**Exercise goal**:
All of the records should be given again verbatim.

══ Data ══

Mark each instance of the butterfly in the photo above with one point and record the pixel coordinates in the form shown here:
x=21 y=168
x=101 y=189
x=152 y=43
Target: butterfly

═══

**Exercise solution**:
Mark each instance of the butterfly in the photo above with one point and record the pixel coordinates in the form shown here:
x=21 y=168
x=101 y=189
x=152 y=43
Target: butterfly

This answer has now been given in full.